⟨

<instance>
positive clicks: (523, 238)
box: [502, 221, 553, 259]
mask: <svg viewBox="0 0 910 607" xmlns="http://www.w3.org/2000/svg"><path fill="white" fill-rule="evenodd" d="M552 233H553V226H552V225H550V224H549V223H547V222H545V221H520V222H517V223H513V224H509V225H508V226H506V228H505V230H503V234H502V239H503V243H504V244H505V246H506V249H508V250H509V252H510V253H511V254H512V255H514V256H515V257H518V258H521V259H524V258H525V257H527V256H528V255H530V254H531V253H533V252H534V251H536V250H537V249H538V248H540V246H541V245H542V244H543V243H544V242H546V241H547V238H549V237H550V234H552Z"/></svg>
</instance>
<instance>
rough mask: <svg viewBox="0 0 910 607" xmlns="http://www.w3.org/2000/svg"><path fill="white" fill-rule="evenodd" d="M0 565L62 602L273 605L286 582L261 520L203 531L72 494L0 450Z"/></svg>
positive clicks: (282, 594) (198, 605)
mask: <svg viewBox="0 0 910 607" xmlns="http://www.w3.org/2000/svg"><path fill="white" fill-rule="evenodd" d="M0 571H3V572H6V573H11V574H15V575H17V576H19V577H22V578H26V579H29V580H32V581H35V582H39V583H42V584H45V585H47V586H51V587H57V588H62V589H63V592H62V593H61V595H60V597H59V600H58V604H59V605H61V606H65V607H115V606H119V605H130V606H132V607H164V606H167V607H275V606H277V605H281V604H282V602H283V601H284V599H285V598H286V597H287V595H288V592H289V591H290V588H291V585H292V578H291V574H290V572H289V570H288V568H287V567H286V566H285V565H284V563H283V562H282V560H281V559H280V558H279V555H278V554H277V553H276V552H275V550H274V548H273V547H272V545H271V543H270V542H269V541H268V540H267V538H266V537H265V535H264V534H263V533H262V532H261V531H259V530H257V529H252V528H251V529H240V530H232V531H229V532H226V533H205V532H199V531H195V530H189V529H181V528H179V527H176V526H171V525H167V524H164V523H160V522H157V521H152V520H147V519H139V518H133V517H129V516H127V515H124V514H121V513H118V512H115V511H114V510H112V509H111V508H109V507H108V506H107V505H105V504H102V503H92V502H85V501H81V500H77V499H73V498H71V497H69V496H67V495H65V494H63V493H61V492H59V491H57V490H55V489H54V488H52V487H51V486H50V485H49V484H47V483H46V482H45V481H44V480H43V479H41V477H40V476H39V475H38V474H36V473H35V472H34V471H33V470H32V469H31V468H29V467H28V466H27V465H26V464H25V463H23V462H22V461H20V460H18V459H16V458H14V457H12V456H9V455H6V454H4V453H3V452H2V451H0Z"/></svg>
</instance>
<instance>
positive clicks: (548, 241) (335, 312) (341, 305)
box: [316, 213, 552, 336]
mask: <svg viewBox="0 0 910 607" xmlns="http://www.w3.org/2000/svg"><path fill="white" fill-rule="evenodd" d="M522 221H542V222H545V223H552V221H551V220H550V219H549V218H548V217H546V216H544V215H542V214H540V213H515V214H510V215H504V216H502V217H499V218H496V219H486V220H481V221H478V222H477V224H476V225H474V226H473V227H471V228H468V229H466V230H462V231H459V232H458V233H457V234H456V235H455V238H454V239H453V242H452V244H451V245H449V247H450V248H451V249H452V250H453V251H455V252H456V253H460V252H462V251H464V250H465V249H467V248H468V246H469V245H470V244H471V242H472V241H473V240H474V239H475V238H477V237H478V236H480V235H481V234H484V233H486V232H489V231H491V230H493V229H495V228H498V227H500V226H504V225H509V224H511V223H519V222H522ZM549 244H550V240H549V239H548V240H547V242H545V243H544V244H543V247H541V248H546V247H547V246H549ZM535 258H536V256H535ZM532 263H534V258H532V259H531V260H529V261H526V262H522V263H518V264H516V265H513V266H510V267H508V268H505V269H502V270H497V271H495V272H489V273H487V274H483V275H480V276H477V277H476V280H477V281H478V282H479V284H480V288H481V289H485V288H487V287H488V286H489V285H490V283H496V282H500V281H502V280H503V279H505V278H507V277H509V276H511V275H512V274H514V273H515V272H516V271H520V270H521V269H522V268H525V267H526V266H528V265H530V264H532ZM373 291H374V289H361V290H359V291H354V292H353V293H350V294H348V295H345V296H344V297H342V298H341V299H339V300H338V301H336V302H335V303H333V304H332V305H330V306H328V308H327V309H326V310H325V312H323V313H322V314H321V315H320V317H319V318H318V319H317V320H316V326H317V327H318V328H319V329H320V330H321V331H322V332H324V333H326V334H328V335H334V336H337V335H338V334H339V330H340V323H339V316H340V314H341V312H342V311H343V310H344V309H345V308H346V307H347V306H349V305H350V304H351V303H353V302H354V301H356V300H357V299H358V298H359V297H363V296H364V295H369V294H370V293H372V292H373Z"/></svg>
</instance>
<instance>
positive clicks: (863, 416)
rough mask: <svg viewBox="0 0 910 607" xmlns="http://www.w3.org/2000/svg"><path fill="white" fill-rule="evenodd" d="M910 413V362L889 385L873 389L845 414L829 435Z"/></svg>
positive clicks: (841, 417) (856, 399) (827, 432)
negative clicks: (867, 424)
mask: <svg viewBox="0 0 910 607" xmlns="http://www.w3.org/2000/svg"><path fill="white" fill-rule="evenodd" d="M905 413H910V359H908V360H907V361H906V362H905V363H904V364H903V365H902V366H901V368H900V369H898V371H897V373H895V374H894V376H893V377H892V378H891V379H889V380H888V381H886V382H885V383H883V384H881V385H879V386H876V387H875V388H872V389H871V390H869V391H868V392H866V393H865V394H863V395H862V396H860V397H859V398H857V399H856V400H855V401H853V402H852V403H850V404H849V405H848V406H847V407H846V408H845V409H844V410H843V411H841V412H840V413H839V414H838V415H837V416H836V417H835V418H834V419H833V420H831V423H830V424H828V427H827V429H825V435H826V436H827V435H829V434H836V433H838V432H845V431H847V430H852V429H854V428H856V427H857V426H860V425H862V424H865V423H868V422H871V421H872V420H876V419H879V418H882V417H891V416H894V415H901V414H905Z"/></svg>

⟩

* DIRECTIONS FOR THIS TASK
Reproduce the whole of the material exactly as shown.

* COMPLETED TASK
<instance>
positive clicks: (523, 238)
box: [502, 221, 553, 259]
mask: <svg viewBox="0 0 910 607" xmlns="http://www.w3.org/2000/svg"><path fill="white" fill-rule="evenodd" d="M552 233H553V226H552V225H550V224H549V223H547V222H545V221H520V222H517V223H513V224H509V225H508V226H506V228H505V230H503V234H502V239H503V243H504V244H505V246H506V249H508V250H509V252H510V253H511V254H512V255H514V256H515V257H518V258H521V259H524V258H525V257H527V256H528V255H530V254H531V253H533V252H534V251H536V250H537V249H538V248H540V246H541V245H542V244H543V243H544V242H546V241H547V238H549V237H550V234H552Z"/></svg>
</instance>
<instance>
rough mask: <svg viewBox="0 0 910 607" xmlns="http://www.w3.org/2000/svg"><path fill="white" fill-rule="evenodd" d="M0 565L62 602L273 605L286 582L261 520L203 531L72 494L0 450Z"/></svg>
positive clicks: (282, 594) (198, 605)
mask: <svg viewBox="0 0 910 607" xmlns="http://www.w3.org/2000/svg"><path fill="white" fill-rule="evenodd" d="M0 571H3V572H6V573H11V574H15V575H17V576H19V577H22V578H26V579H29V580H32V581H35V582H39V583H42V584H45V585H47V586H51V587H57V588H62V589H63V592H62V593H61V595H60V597H59V600H58V604H59V605H61V606H65V607H115V606H119V605H130V606H132V607H164V606H167V607H275V606H277V605H281V604H282V602H283V601H284V599H285V598H286V597H287V595H288V592H289V591H290V588H291V585H292V578H291V574H290V572H289V570H288V568H287V567H286V566H285V565H284V563H283V562H282V560H281V559H280V558H279V555H278V554H277V553H276V552H275V550H274V548H273V547H272V545H271V543H270V542H269V541H268V540H267V538H266V537H265V535H264V534H263V533H262V532H261V531H259V530H257V529H252V528H251V529H240V530H232V531H229V532H226V533H205V532H199V531H195V530H189V529H181V528H179V527H176V526H171V525H167V524H164V523H160V522H157V521H152V520H147V519H139V518H133V517H129V516H127V515H124V514H121V513H118V512H115V511H114V510H112V509H111V508H109V507H108V506H107V505H105V504H102V503H92V502H85V501H81V500H77V499H73V498H71V497H69V496H67V495H65V494H63V493H61V492H59V491H57V490H55V489H54V488H52V487H51V486H50V485H49V484H47V483H46V482H45V481H44V480H43V479H41V477H40V476H39V475H38V474H36V473H35V472H34V471H33V470H32V469H31V468H29V467H28V466H27V465H26V464H25V463H23V462H22V461H20V460H18V459H16V458H14V457H12V456H9V455H6V454H4V453H3V452H2V451H0Z"/></svg>
</instance>
<instance>
positive clicks: (548, 241) (335, 312) (341, 305)
box: [316, 213, 552, 336]
mask: <svg viewBox="0 0 910 607" xmlns="http://www.w3.org/2000/svg"><path fill="white" fill-rule="evenodd" d="M522 221H542V222H545V223H552V221H551V220H550V219H549V218H548V217H546V216H544V215H542V214H540V213H515V214H510V215H504V216H502V217H499V218H496V219H486V220H481V221H478V222H477V224H476V225H474V226H473V227H471V228H468V229H466V230H462V231H459V232H458V233H457V234H456V235H455V238H454V239H453V242H452V244H451V245H449V247H450V248H451V249H452V250H453V251H455V252H456V253H460V252H462V251H464V250H465V249H467V248H468V246H469V245H470V244H471V242H472V241H473V240H474V239H475V238H477V237H478V236H480V235H481V234H484V233H486V232H489V231H491V230H493V229H495V228H498V227H500V226H504V225H509V224H511V223H519V222H522ZM549 244H550V240H549V239H548V240H547V242H545V243H544V244H543V247H541V248H546V247H547V246H549ZM535 258H536V256H535ZM532 263H534V258H532V259H531V260H529V261H526V262H522V263H518V264H516V265H513V266H510V267H508V268H505V269H502V270H497V271H495V272H489V273H487V274H483V275H480V276H477V277H476V280H477V281H478V282H479V284H480V288H481V289H485V288H487V287H488V286H489V285H490V283H496V282H500V281H502V280H503V279H505V278H507V277H509V276H511V275H512V274H514V273H515V272H516V271H520V270H521V269H522V268H525V267H526V266H528V265H530V264H532ZM373 291H374V289H361V290H359V291H354V292H353V293H350V294H348V295H345V296H344V297H342V298H341V299H339V300H338V301H336V302H335V303H333V304H332V305H330V306H328V308H327V309H326V310H325V312H323V313H322V314H321V315H320V317H319V318H318V319H317V320H316V326H317V327H318V328H319V329H320V330H321V331H322V332H324V333H326V334H328V335H334V336H337V335H338V334H339V330H340V323H339V316H340V314H341V312H342V311H343V310H344V309H345V308H346V307H347V306H349V305H350V304H351V303H353V302H354V301H356V300H357V299H358V298H359V297H363V296H364V295H369V294H370V293H372V292H373Z"/></svg>
</instance>
<instance>
positive clicks: (863, 416)
rough mask: <svg viewBox="0 0 910 607" xmlns="http://www.w3.org/2000/svg"><path fill="white" fill-rule="evenodd" d="M910 413V362L889 385L873 389L845 414L829 435Z"/></svg>
positive clicks: (841, 417) (856, 399) (827, 432)
negative clicks: (867, 424)
mask: <svg viewBox="0 0 910 607" xmlns="http://www.w3.org/2000/svg"><path fill="white" fill-rule="evenodd" d="M905 413H910V359H908V360H907V361H906V362H905V363H904V364H903V365H902V366H901V368H900V369H898V371H897V373H895V374H894V376H893V377H892V378H891V379H889V380H888V381H886V382H885V383H883V384H881V385H879V386H876V387H875V388H872V389H871V390H869V391H868V392H866V393H865V394H863V395H862V396H860V397H859V398H857V399H856V400H855V401H853V402H852V403H850V404H849V405H848V406H847V407H846V408H845V409H844V410H843V411H841V412H840V413H839V414H838V415H837V416H836V417H835V418H834V419H833V420H831V423H830V424H828V427H827V429H825V435H826V436H827V435H829V434H836V433H838V432H845V431H847V430H852V429H854V428H856V427H857V426H860V425H862V424H865V423H868V422H871V421H872V420H876V419H879V418H882V417H891V416H894V415H901V414H905Z"/></svg>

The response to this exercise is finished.